Can you give the lines below as a numbered list, starting at the line that contains "Please place a point on the shrub" and continuing through the end of the records, with blank lines left out?

>> begin DATA FOR PROCESSING

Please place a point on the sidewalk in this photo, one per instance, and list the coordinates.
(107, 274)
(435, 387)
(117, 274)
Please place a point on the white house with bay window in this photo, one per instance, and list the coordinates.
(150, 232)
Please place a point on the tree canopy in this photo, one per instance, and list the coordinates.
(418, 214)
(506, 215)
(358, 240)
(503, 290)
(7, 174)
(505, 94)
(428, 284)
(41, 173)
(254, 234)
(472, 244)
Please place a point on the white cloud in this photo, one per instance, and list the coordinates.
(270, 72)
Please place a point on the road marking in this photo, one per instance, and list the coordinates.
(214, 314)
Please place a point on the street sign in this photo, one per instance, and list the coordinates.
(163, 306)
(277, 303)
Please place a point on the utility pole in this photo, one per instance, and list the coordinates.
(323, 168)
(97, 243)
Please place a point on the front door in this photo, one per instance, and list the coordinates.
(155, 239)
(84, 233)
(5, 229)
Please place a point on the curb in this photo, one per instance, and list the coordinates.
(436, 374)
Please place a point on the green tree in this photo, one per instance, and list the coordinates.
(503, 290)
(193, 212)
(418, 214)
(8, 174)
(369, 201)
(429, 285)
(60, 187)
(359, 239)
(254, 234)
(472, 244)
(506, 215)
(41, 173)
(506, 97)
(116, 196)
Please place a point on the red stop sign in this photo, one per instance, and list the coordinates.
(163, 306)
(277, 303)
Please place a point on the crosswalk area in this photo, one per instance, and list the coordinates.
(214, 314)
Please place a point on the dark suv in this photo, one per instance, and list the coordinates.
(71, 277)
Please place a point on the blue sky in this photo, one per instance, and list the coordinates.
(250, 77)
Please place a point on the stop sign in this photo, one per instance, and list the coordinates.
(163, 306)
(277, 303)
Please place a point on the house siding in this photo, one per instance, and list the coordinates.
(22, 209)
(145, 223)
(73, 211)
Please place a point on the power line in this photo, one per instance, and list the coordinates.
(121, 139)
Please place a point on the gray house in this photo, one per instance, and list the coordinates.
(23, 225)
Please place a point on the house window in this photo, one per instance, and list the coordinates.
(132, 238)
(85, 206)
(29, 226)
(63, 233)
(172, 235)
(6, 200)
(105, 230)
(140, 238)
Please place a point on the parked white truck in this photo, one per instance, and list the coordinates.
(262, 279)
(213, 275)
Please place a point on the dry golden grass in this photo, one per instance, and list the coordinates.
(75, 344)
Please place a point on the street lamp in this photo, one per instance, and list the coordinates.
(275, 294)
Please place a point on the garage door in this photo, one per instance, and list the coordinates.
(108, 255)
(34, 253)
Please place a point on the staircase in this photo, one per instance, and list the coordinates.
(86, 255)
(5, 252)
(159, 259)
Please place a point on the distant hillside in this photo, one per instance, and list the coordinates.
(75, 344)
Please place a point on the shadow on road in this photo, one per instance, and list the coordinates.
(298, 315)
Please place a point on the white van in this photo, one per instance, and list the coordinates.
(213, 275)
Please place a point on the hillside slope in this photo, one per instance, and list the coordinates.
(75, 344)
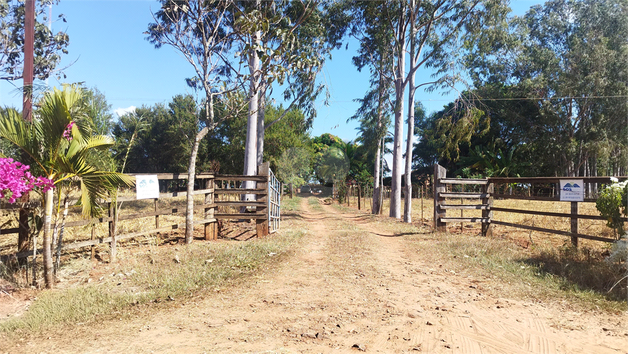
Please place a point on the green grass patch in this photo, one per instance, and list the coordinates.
(573, 275)
(314, 203)
(290, 204)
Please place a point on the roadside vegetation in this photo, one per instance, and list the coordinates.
(153, 275)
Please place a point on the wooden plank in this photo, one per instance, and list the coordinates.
(9, 231)
(465, 206)
(241, 203)
(543, 199)
(464, 195)
(448, 219)
(173, 176)
(547, 213)
(439, 173)
(501, 180)
(241, 178)
(222, 216)
(170, 195)
(463, 181)
(557, 232)
(488, 189)
(241, 191)
(522, 197)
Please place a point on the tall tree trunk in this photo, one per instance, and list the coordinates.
(407, 210)
(250, 149)
(395, 195)
(261, 128)
(377, 186)
(189, 211)
(47, 252)
(27, 108)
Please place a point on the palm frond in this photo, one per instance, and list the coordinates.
(22, 134)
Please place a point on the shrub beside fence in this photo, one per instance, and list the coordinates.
(168, 211)
(486, 194)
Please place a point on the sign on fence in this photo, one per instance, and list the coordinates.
(147, 187)
(572, 190)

>> end DATA FOR PROCESSING

**SOLUTION FOR THIS TASK**
1. Please place a point on the shrub beside fence in this photo, one per instance, and list the coordinates.
2. (168, 211)
3. (486, 194)
4. Please place a point on the sign on fence in this photo, one per instance, and list the coordinates.
5. (147, 187)
6. (572, 190)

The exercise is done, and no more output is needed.